**What you should do:**
Answer these questions from the account of school in New York City below:
1. Where did the family wait while N completed his test?
2. What group did the writer join and become an officer of?
3. What did the writer say would be needed in order to homeschool?

**Selected text:**
■ ■ ■ ■ ■

On a cold winter day we hunker down in the school gymnasium for several hours. The kids got to play around with balls, while we waited for N’s turn to complete his test.
When the results were back and it’s time to register for school it seemed like we should just do it. I mean all these people are paying for tutoring and what not and our kid somehow miraculously got into a gifted and talented program?
When we went to tour the school I was reluctant. It didn’t feel right. Public school felt so institutional. But we really hadn’t planned on private school, the admission deadlines had passed months ago and we figured it would be good enough.
At this point I flippantly said, well I would homeschool if I had a backyard. But that obviously wasn’t the case living in New York City. Being with three small children all day long seem too overwhelming.
Public School in New York City
Our public school experience was extremely frustrating. So much felt completely inappropriate in terms of the development of our five-year-old boy.
We went from a completely play-based amazing pre-K program to suddenly asking this five-year-old boy to sit at a desk for most of the day. Recess and gym time were extremely limited and often times canceled for inclement weather or other random school events that required the gym space.
Then there was eating lunch in a huge, noisy cafeteria. Honestly when I walked into that cafeteria, I was astounded that anyone could eat there let alone a child. And don’t even get me started on the school lunch program (which in New York City is free for all students).
As alarmed as I was by the rigidity of the school, I gave my best effort to see if I could implement some changes for the better by getting involved in the PTA and even becoming an officer.
That said, the priority of the administration was just to keep things running and the well-being of my child never seemed like a priority. As long as he was good for their statistics, meaning could do English language arts and math at grade level, that was good enough.
Private School in New York City
Needless to say, by the time the next fall rolled around, we were actively looking at other school options in New York.

■ ■ ■ ■ ■

Dataset excerpts:
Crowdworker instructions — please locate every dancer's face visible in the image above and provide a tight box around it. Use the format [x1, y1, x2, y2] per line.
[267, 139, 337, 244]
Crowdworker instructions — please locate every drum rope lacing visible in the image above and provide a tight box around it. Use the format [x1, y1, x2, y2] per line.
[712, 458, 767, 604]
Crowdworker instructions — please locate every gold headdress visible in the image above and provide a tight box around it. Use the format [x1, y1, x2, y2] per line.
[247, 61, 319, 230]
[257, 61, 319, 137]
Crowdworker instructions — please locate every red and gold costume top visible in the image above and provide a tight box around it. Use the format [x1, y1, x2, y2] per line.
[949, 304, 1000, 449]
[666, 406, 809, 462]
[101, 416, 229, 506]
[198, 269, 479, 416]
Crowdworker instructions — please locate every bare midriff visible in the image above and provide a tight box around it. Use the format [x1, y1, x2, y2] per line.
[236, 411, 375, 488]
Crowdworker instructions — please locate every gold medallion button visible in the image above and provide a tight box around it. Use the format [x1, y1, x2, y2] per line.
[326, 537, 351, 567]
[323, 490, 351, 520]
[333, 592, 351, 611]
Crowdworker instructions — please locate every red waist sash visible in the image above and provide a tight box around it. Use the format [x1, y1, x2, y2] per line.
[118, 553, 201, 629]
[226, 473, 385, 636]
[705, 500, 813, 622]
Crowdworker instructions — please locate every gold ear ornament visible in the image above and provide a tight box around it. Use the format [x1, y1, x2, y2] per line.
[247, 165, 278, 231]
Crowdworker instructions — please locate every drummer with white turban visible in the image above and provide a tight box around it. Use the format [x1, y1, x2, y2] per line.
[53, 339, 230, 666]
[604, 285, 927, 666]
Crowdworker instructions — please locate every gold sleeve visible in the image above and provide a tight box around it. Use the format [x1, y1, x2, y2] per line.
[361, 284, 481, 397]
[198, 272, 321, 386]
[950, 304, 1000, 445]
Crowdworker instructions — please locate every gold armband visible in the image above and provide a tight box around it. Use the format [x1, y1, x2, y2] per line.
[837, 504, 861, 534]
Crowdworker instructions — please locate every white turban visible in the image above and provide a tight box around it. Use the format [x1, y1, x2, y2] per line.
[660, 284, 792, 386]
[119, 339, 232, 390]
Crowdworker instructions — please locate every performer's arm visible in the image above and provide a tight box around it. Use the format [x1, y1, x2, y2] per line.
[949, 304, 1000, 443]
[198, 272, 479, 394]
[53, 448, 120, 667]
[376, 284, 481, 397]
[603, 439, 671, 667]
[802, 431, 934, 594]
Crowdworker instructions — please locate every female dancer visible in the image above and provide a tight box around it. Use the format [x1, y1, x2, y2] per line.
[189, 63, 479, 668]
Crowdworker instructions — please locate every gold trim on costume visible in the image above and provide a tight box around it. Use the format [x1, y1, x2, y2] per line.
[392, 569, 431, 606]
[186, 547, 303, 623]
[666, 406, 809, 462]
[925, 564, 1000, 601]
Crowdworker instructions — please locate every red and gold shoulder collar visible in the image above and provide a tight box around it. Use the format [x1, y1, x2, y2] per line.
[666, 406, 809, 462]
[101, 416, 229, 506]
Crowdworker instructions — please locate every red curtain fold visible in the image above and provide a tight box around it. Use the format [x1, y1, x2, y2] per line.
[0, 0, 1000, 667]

■ ■ ■ ■ ■

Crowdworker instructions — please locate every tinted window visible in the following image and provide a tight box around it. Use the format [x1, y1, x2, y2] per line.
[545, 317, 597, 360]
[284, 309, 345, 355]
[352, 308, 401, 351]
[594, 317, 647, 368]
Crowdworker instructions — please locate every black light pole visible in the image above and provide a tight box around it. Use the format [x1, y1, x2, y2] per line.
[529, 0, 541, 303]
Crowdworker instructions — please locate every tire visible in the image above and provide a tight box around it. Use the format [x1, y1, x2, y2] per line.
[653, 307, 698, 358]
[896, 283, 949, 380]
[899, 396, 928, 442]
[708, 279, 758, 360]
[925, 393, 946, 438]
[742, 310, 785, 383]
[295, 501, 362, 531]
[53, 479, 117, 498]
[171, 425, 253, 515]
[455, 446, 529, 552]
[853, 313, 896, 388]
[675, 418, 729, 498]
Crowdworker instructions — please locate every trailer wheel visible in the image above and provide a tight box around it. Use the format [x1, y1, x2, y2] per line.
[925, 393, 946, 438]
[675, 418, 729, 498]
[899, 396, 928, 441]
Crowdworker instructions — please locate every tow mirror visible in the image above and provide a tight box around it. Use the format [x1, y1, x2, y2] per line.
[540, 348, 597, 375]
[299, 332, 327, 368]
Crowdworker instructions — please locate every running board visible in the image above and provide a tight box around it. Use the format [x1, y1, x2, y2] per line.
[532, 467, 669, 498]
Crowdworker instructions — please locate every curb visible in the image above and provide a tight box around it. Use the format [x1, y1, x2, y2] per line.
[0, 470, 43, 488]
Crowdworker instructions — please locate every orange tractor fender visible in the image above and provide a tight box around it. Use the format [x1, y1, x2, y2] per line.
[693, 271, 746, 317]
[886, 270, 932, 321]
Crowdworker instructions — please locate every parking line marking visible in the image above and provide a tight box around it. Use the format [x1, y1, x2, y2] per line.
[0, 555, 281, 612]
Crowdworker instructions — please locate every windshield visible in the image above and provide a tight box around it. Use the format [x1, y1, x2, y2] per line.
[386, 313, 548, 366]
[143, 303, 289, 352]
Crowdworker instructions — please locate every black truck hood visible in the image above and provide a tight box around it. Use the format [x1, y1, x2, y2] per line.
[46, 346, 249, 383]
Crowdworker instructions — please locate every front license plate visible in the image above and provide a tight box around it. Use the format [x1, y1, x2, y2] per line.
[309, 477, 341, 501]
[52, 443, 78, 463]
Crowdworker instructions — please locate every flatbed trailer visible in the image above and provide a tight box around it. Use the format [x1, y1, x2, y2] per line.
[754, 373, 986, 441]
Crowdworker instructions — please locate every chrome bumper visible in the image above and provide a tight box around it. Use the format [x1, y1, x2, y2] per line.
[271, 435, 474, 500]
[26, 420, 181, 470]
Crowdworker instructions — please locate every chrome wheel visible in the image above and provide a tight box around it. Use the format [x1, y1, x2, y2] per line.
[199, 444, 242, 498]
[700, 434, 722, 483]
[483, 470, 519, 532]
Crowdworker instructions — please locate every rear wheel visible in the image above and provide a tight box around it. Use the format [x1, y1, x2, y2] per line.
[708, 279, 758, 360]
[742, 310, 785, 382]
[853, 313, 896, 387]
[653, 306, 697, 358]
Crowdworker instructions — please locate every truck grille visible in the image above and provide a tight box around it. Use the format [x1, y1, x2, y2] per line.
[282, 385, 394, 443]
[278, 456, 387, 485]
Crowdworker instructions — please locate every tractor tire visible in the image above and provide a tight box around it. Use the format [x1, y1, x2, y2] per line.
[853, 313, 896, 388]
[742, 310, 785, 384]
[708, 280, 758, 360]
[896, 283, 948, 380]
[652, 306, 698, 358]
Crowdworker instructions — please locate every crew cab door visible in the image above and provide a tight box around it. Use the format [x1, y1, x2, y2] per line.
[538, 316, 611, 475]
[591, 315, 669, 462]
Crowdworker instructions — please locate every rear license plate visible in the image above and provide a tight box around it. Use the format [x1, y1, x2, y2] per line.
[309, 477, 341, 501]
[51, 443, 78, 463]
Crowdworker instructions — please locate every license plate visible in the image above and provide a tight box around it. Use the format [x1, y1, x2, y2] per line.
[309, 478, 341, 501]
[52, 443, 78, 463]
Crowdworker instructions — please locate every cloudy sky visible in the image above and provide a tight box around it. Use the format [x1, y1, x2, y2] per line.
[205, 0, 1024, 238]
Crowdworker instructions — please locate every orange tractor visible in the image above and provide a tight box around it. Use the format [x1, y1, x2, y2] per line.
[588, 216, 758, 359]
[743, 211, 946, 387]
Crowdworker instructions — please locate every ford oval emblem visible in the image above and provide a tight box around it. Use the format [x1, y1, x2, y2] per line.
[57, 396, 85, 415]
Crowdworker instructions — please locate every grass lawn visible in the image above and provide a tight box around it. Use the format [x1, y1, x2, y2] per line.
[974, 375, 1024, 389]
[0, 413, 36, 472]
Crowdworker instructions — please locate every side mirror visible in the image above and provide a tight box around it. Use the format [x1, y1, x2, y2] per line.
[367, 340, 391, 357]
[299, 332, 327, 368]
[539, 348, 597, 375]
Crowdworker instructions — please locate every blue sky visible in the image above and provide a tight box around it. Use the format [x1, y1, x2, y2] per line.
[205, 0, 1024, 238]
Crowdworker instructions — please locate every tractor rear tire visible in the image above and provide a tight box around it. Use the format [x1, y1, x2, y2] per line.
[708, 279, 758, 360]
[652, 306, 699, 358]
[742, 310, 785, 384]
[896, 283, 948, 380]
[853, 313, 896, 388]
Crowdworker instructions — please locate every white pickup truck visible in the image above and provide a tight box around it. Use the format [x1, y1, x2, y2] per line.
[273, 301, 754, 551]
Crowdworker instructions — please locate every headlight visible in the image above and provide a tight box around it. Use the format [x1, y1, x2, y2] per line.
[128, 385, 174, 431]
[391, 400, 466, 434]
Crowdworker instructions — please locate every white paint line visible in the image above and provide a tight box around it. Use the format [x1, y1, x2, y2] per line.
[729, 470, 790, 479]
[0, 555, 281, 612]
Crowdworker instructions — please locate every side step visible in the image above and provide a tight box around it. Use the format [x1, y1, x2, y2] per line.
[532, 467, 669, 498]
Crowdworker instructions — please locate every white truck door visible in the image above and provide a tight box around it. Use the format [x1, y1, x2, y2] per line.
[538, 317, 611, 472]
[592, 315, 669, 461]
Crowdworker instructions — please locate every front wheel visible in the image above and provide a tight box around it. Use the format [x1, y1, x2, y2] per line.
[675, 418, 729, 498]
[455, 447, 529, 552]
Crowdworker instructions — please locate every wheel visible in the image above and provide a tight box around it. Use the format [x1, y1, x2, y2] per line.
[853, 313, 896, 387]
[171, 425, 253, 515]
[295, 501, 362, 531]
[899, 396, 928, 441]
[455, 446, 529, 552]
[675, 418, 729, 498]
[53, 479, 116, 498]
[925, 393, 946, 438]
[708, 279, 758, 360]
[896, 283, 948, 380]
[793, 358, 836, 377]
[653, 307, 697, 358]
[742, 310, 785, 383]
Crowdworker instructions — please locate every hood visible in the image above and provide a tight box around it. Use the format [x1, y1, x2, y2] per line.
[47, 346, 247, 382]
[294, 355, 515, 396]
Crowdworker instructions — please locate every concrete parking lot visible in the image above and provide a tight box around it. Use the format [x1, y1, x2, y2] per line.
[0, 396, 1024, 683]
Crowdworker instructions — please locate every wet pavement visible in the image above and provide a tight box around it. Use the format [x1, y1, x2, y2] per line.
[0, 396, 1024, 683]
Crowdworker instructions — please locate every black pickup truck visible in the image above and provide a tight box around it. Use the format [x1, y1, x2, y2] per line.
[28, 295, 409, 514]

■ ■ ■ ■ ■

**Task answer:**
1. In the school gymnasium.
2. The PTA.
3. A backyard.